▶ [Task goal]:
Format the lines of this data as a numbered list, leaving out any blank lines.

--- begin ---

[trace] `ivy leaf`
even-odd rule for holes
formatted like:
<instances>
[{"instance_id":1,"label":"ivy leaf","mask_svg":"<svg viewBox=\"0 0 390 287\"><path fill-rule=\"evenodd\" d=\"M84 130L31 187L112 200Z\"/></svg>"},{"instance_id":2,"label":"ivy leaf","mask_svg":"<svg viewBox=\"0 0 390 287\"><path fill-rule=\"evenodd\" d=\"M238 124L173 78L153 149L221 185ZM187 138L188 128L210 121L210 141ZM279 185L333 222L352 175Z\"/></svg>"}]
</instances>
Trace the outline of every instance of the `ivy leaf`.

--- end ---

▶ [Written solution]:
1. [trace] `ivy leaf`
2. even-odd rule for holes
3. formatted like:
4. <instances>
5. [{"instance_id":1,"label":"ivy leaf","mask_svg":"<svg viewBox=\"0 0 390 287\"><path fill-rule=\"evenodd\" d=\"M84 130L31 187L112 200Z\"/></svg>"},{"instance_id":2,"label":"ivy leaf","mask_svg":"<svg viewBox=\"0 0 390 287\"><path fill-rule=\"evenodd\" d=\"M238 124L173 78L153 149L221 185ZM187 138L188 128L210 121L210 141ZM279 185L333 222L352 175Z\"/></svg>"}]
6. </instances>
7. Trace the outline of every instance of the `ivy leaf`.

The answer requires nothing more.